_Required tasks:_
1) In the tax reform post, which section of the tax code would be eliminated under the discussion draft?
2) Please output the passage of the tax reform post between "March 11, 2014" and "risk of forfeiture.", inclusive.

_Reading text:_
-------------------------
March 11, 2014
Tax Reform
The Chairman of the House Ways and Means Committee has released a discussion draft of proposed legislation that could dramatically change the tax treatment of stock compensation as we know it. Here is a summary of the proposals.
No More Deferrals of Compensation
The good news is that Section 409A would be eliminated; I still don’t fully understand that section of the tax code and maybe if I just wait things out a bit, I won’t have to. But the bad news is that it would no longer be permissible to defer taxation of stock compensation beyond vesting. Instead, all awards would be taxed when transferable or no longer subject to a substantial risk of forfeiture.
This would eliminate all elective deferral programs for RSUs and PSUs. The NASPP has data showing that those programs aren’t very common, so you probably don’t care so much about that. On the other hand, according to our data, about 50% of you are going to be very concerned about what this will do to your awards that provide for accelerated or continued vesting upon retirement. In addition to FICA, these awards would be subject to federal income tax when the award holder is eligible to retire. Say goodbye to your good friends the rule of administrative convenience and the lag method (and the FICA short-term deferral rule)–those rules are only available when the award hasn’t yet been subject to income tax. This could make acceleration/continuation of vesting for retirees something we all just fondly remember.
-------------------------
_Entries from an annotation data set:_
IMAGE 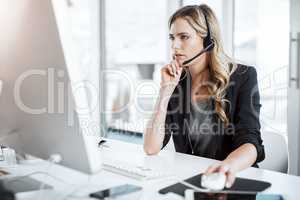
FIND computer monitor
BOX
[0,0,101,173]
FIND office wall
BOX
[0,0,65,133]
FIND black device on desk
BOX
[0,181,15,200]
[90,184,142,199]
[159,174,272,197]
[185,190,284,200]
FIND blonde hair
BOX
[169,4,237,126]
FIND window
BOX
[103,0,168,138]
[234,0,289,134]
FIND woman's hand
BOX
[161,59,183,93]
[204,161,236,188]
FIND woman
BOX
-------------------------
_Worked solutions:_
1) Section 409A

2)
March 11, 2014
Tax Reform
The Chairman of the House Ways and Means Committee has released a discussion draft of proposed legislation that could dramatically change the tax treatment of stock compensation as we know it. Here is a summary of the proposals.
No More Deferrals of Compensation
The good news is that Section 409A would be eliminated; I still don’t fully understand that section of the tax code and maybe if I just wait things out a bit, I won’t have to. But the bad news is that it would no longer be permissible to defer taxation of stock compensation beyond vesting. Instead, all awards would be taxed when transferable or no longer subject to a substantial risk of forfeiture.